### WHAT TO PRODUCE
Can you render every line of the entries below as a Markdown table with the columns "No." and "Text", one row per line, numbered in order, with blank lines and the pictures omitted?

### GIVEN ENTRIES
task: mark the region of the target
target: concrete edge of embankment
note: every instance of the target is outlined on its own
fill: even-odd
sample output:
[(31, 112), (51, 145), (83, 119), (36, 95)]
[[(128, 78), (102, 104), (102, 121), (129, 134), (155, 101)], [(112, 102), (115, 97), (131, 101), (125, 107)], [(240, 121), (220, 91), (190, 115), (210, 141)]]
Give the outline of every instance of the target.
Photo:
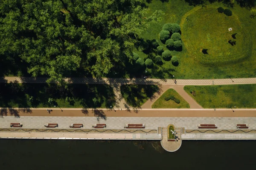
[[(49, 107), (45, 108), (6, 108), (6, 107), (0, 107), (0, 109), (17, 109), (17, 110), (23, 110), (23, 109), (33, 109), (33, 110), (44, 110), (47, 109)], [(59, 110), (59, 109), (52, 109), (52, 110)], [(108, 108), (61, 108), (63, 110), (94, 110), (95, 109), (102, 110), (111, 110), (111, 109)], [(201, 110), (201, 111), (207, 111), (207, 110), (230, 110), (230, 109), (226, 108), (217, 108), (217, 109), (140, 109), (140, 108), (133, 108), (133, 109), (122, 109), (122, 108), (115, 108), (116, 110), (170, 110), (170, 111), (175, 111), (175, 110)], [(256, 108), (241, 108), (241, 109), (235, 109), (235, 110), (255, 110), (256, 111)]]

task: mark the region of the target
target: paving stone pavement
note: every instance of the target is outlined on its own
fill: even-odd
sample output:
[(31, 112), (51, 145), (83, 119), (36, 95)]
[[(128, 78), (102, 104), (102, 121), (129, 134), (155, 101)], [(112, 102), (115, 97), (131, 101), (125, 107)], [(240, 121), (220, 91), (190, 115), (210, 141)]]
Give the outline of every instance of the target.
[[(17, 81), (24, 83), (45, 83), (47, 78), (5, 77), (0, 78), (0, 82)], [(175, 84), (173, 79), (122, 78), (67, 78), (65, 81), (73, 83), (137, 84)], [(180, 85), (220, 85), (239, 84), (256, 84), (256, 78), (227, 78), (222, 79), (177, 79)]]
[(237, 124), (247, 124), (249, 129), (256, 129), (256, 117), (101, 117), (3, 116), (0, 118), (0, 128), (10, 128), (11, 123), (23, 124), (22, 128), (46, 128), (48, 123), (57, 123), (56, 129), (67, 129), (72, 124), (83, 124), (82, 129), (92, 129), (96, 124), (106, 124), (105, 129), (124, 129), (128, 124), (144, 124), (146, 129), (157, 130), (158, 127), (167, 127), (172, 124), (175, 127), (186, 129), (198, 129), (199, 124), (216, 124), (218, 129), (236, 129)]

### RESULT BELOW
| No. | Text |
|---|---|
| 1 | task: mark the region of the target |
| 2 | target: concrete edge of embankment |
| 3 | note: every instance of the target is outlined on its own |
| 4 | fill: even-odd |
| 5 | sample output: |
| 6 | [(31, 112), (51, 145), (83, 119), (36, 95)] |
| 7 | [[(128, 78), (102, 104), (102, 121), (129, 134), (155, 101)], [(112, 102), (115, 97), (131, 101), (125, 107)], [(240, 121), (220, 91), (190, 115), (210, 141)]] |
| 8 | Give the outline of every instance of the target. |
| 9 | Photo: |
| 10 | [[(49, 107), (45, 108), (6, 108), (6, 107), (0, 107), (0, 109), (17, 109), (17, 110), (23, 110), (23, 109), (33, 109), (33, 110), (44, 110), (47, 109)], [(59, 110), (59, 109), (52, 109), (52, 110)], [(108, 108), (61, 108), (63, 110), (94, 110), (95, 109), (102, 110), (111, 110), (111, 109)], [(201, 110), (201, 111), (207, 111), (207, 110), (230, 110), (230, 109), (226, 108), (217, 108), (217, 109), (140, 109), (140, 108), (133, 108), (133, 109), (122, 109), (122, 108), (115, 108), (116, 110), (170, 110), (170, 111), (175, 111), (175, 110)], [(256, 108), (241, 108), (241, 109), (235, 109), (235, 110), (255, 110), (256, 111)]] |
| 11 | task: mark the region of the target |
| 12 | target: paving stone pavement |
| 13 | note: every instance of the target is outlined on its own |
| 14 | fill: even-odd |
| 15 | sample output: |
| 16 | [(31, 112), (51, 145), (83, 119), (36, 95)] |
| 17 | [[(128, 78), (102, 104), (102, 121), (129, 134), (155, 101)], [(112, 102), (115, 97), (131, 101), (125, 107)], [(240, 121), (220, 91), (190, 115), (210, 141)]] |
| 18 | Give the outline of every instance of the target. |
| 19 | [[(17, 81), (24, 83), (45, 83), (47, 78), (5, 77), (0, 78), (0, 82)], [(175, 84), (173, 79), (122, 78), (67, 78), (65, 81), (73, 83), (137, 84)], [(180, 85), (220, 85), (239, 84), (256, 84), (256, 78), (227, 78), (222, 79), (177, 79)]] |
| 20 | [(237, 124), (247, 124), (249, 129), (256, 129), (256, 117), (101, 117), (3, 116), (0, 118), (0, 128), (10, 128), (11, 123), (23, 124), (22, 128), (46, 128), (48, 123), (57, 123), (56, 129), (67, 129), (72, 124), (83, 124), (82, 129), (92, 129), (96, 124), (106, 124), (105, 129), (124, 129), (128, 124), (144, 124), (146, 129), (157, 130), (158, 127), (167, 127), (172, 124), (175, 127), (186, 129), (198, 129), (199, 124), (216, 124), (218, 129), (236, 129)] |